#### Data to process ####

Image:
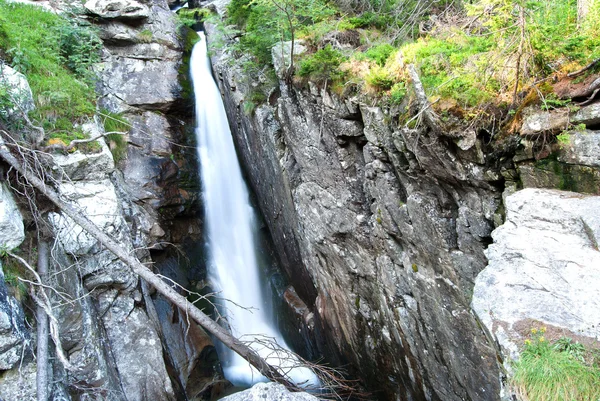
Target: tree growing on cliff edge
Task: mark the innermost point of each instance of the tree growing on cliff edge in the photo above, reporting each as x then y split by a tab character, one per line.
266	22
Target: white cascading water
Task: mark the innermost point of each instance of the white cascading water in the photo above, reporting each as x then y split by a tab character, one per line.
232	258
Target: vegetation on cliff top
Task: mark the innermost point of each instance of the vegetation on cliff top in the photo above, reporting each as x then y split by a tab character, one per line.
562	371
469	55
56	55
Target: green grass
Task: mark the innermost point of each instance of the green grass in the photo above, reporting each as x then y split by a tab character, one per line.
55	55
555	373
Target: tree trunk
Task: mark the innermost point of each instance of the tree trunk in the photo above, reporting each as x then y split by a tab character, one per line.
165	289
42	329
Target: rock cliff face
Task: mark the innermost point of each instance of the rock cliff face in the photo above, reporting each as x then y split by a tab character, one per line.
123	341
383	229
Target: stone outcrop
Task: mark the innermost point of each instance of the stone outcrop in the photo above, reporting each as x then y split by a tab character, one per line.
118	9
382	230
13	334
109	326
544	269
11	222
269	392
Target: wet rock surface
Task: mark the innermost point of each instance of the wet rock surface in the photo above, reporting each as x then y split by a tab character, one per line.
544	268
382	231
109	327
269	392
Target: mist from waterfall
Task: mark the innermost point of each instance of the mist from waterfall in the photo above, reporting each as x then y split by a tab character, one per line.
232	260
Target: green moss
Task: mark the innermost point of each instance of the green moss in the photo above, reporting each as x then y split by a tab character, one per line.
380	53
322	65
55	55
555	372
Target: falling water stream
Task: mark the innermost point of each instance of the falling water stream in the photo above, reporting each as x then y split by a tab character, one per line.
232	258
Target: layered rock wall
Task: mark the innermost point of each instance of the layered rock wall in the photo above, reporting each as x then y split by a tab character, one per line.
382	229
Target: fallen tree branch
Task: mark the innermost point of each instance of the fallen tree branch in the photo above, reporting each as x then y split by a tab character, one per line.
75	142
142	271
584	69
44	302
422	102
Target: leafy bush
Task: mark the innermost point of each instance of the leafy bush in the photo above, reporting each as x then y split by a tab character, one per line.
555	373
55	55
398	93
370	19
322	65
191	17
380	53
265	22
79	48
379	78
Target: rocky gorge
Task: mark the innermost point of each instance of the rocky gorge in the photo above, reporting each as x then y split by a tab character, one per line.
418	258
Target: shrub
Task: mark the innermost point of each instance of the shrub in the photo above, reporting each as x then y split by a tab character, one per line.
379	78
56	57
322	65
398	93
370	19
380	53
79	49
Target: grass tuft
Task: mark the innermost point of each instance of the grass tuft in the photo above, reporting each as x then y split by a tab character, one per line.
547	372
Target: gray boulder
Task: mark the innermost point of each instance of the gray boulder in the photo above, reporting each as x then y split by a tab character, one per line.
118	9
18	92
558	120
269	392
86	166
19	384
544	266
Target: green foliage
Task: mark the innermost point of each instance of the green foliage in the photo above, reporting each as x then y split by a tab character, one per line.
398	93
192	16
379	78
380	53
322	65
371	19
79	49
551	102
56	56
548	372
266	22
563	139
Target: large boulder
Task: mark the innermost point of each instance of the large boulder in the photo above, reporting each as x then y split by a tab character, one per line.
17	90
269	392
118	9
544	267
19	384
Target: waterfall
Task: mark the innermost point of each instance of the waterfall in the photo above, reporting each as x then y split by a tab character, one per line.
228	221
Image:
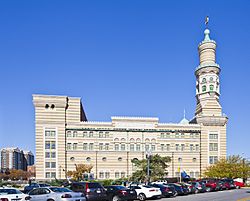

####

What you have to do
Gather every line of the material above that contains the string "gorge", counting a line only when the letter case matches.

Reply
Target: rocky gorge
Task: mark the innermost point of each instance of the rocky gorge in the photo above, reporting each as x then y split by a tab character, one per line.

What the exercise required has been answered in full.